>> Start
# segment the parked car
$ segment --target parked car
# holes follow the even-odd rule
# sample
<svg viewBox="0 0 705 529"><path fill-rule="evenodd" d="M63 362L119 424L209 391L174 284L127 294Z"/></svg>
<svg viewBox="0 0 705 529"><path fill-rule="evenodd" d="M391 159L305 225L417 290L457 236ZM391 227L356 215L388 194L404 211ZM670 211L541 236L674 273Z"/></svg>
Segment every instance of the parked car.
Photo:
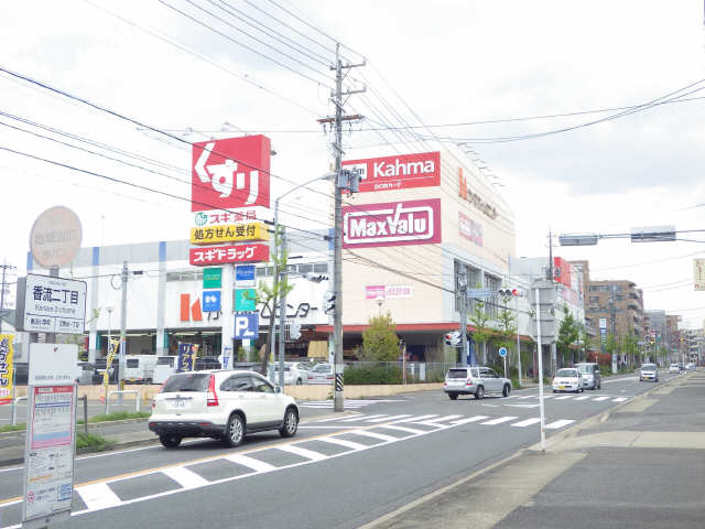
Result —
<svg viewBox="0 0 705 529"><path fill-rule="evenodd" d="M509 397L511 389L511 380L489 367L452 367L443 382L443 391L451 400L457 399L458 395L474 395L476 399L486 393Z"/></svg>
<svg viewBox="0 0 705 529"><path fill-rule="evenodd" d="M253 371L189 371L172 375L152 402L150 431L167 449L184 438L213 438L238 446L249 433L279 430L291 438L299 406Z"/></svg>
<svg viewBox="0 0 705 529"><path fill-rule="evenodd" d="M152 384L155 355L129 355L124 358L124 381L127 384Z"/></svg>
<svg viewBox="0 0 705 529"><path fill-rule="evenodd" d="M600 389L603 378L599 375L599 365L593 361L576 364L575 368L583 375L583 387L586 389Z"/></svg>
<svg viewBox="0 0 705 529"><path fill-rule="evenodd" d="M176 373L176 356L158 356L154 373L152 374L153 384L164 384L169 377Z"/></svg>
<svg viewBox="0 0 705 529"><path fill-rule="evenodd" d="M653 380L654 382L659 381L659 367L655 364L641 365L641 369L639 370L639 381L643 382L644 380Z"/></svg>
<svg viewBox="0 0 705 529"><path fill-rule="evenodd" d="M194 361L194 371L221 369L223 366L215 356L202 356Z"/></svg>
<svg viewBox="0 0 705 529"><path fill-rule="evenodd" d="M308 384L333 384L335 376L333 365L327 363L316 364L308 371Z"/></svg>
<svg viewBox="0 0 705 529"><path fill-rule="evenodd" d="M565 367L555 371L553 377L553 392L558 391L585 391L583 374L574 367Z"/></svg>

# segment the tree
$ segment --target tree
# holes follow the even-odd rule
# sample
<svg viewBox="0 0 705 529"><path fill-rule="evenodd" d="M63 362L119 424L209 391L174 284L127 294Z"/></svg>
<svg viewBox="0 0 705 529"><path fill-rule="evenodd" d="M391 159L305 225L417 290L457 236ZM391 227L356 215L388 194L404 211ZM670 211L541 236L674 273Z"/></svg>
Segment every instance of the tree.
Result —
<svg viewBox="0 0 705 529"><path fill-rule="evenodd" d="M470 325L475 328L473 332L473 339L478 346L482 346L482 361L485 364L487 360L487 342L494 334L494 328L487 325L489 321L489 315L485 310L485 303L481 301L475 301L475 306L473 307L473 312L468 317ZM463 353L465 354L465 352Z"/></svg>
<svg viewBox="0 0 705 529"><path fill-rule="evenodd" d="M368 323L369 326L362 331L361 359L395 361L399 358L399 337L391 313L388 311L387 314L371 316Z"/></svg>
<svg viewBox="0 0 705 529"><path fill-rule="evenodd" d="M566 355L571 352L571 346L578 337L579 331L575 323L575 317L573 317L568 307L563 305L563 321L558 326L558 335L555 341L556 349L563 359L563 365L566 364Z"/></svg>
<svg viewBox="0 0 705 529"><path fill-rule="evenodd" d="M281 248L281 227L274 234L274 248ZM289 250L281 249L278 255L272 253L271 257L272 262L274 263L278 271L286 269ZM260 373L262 374L267 374L267 364L269 363L269 358L272 355L275 328L274 325L276 321L276 302L280 298L286 295L294 288L293 285L289 284L288 276L284 276L283 279L280 279L276 276L273 278L271 285L265 283L264 281L260 281L257 285L257 290L254 291L254 302L258 305L264 305L264 307L269 311L269 337L267 339L264 355L262 355L262 358L260 359ZM279 332L283 333L284 330L280 328Z"/></svg>

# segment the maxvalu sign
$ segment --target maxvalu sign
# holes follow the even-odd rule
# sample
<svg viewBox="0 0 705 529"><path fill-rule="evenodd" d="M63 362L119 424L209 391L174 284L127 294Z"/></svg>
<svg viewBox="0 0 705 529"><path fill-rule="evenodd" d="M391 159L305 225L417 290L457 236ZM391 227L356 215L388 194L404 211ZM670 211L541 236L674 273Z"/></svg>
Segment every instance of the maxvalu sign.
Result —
>> End
(Prompt):
Transcribe all of the records above line for line, leaving out the pictures.

(Exercise output):
# segment the parked car
$ segment --target parked car
# holes follow the even-odd rule
# sample
<svg viewBox="0 0 705 529"><path fill-rule="evenodd" d="M63 362L119 424L209 391L174 284L127 294Z"/></svg>
<svg viewBox="0 0 705 529"><path fill-rule="evenodd" d="M391 159L305 225L417 290L457 236ZM391 227L356 215L388 194L404 211ZM670 211L541 236L674 273Z"/></svg>
Segment every instance of the parked car.
Photo:
Result —
<svg viewBox="0 0 705 529"><path fill-rule="evenodd" d="M509 397L511 389L511 380L489 367L452 367L443 382L443 391L451 400L457 399L458 395L474 395L476 399L486 393Z"/></svg>
<svg viewBox="0 0 705 529"><path fill-rule="evenodd" d="M253 371L189 371L172 375L152 402L150 431L167 449L184 438L213 438L238 446L249 433L279 430L291 438L299 406Z"/></svg>
<svg viewBox="0 0 705 529"><path fill-rule="evenodd" d="M152 384L155 355L129 355L124 358L124 381L127 384Z"/></svg>
<svg viewBox="0 0 705 529"><path fill-rule="evenodd" d="M600 389L603 378L599 375L599 365L593 361L576 364L575 368L583 375L583 387L586 389Z"/></svg>
<svg viewBox="0 0 705 529"><path fill-rule="evenodd" d="M176 373L176 356L158 356L154 373L152 374L153 384L164 384L169 377Z"/></svg>
<svg viewBox="0 0 705 529"><path fill-rule="evenodd" d="M653 380L654 382L659 381L659 367L655 364L641 365L641 369L639 370L639 381L643 382L644 380Z"/></svg>
<svg viewBox="0 0 705 529"><path fill-rule="evenodd" d="M194 361L194 371L221 369L223 366L215 356L202 356Z"/></svg>
<svg viewBox="0 0 705 529"><path fill-rule="evenodd" d="M308 384L333 384L335 376L333 365L327 363L316 364L308 371Z"/></svg>
<svg viewBox="0 0 705 529"><path fill-rule="evenodd" d="M565 367L555 371L553 377L553 392L558 391L585 391L583 374L574 367Z"/></svg>

# segment the tree
$ segment --target tree
# holes follow the even-odd rule
# sample
<svg viewBox="0 0 705 529"><path fill-rule="evenodd" d="M63 362L119 424L209 391L174 284L127 294Z"/></svg>
<svg viewBox="0 0 705 529"><path fill-rule="evenodd" d="M391 159L305 225L417 290L457 236ZM391 227L356 215L388 194L404 211ZM670 211L541 236L674 273Z"/></svg>
Segment every instance of the tree.
Result —
<svg viewBox="0 0 705 529"><path fill-rule="evenodd" d="M470 325L475 328L473 332L473 339L478 346L482 346L482 361L485 364L487 360L487 342L494 334L494 328L487 325L489 321L489 315L485 310L485 303L481 301L475 301L475 306L473 307L473 312L468 317ZM463 353L465 354L465 352Z"/></svg>
<svg viewBox="0 0 705 529"><path fill-rule="evenodd" d="M368 323L369 326L362 331L361 359L395 361L399 358L399 337L391 313L388 311L387 314L371 316Z"/></svg>
<svg viewBox="0 0 705 529"><path fill-rule="evenodd" d="M566 355L571 352L571 346L578 337L579 331L575 323L575 317L573 317L568 307L563 305L563 321L558 326L558 335L555 341L556 349L563 359L563 365L566 364Z"/></svg>
<svg viewBox="0 0 705 529"><path fill-rule="evenodd" d="M281 248L281 227L274 234L274 248ZM289 250L281 249L278 255L272 253L271 257L272 262L274 263L278 271L286 269ZM260 373L262 374L267 374L267 364L269 363L269 358L272 355L275 328L274 325L276 321L276 302L280 298L286 295L294 288L293 285L289 284L288 276L284 276L283 279L280 279L276 276L273 278L271 285L265 283L264 281L260 281L257 285L257 290L254 291L254 302L258 305L264 305L264 307L269 311L269 337L267 339L264 355L262 355L262 358L260 359ZM279 332L283 333L284 330L280 328Z"/></svg>

# segment the maxvalu sign
$ segment --target maxvalu sign
# holes follow the even-odd rule
# sample
<svg viewBox="0 0 705 529"><path fill-rule="evenodd" d="M63 362L119 424L209 391L174 284L127 294Z"/></svg>
<svg viewBox="0 0 705 529"><path fill-rule="evenodd" d="M391 159L305 225L417 290L457 236ZM391 227L356 215L388 194L404 211ZM670 211L541 236L674 273Z"/></svg>
Segment every instance of the maxvalu sign.
Result —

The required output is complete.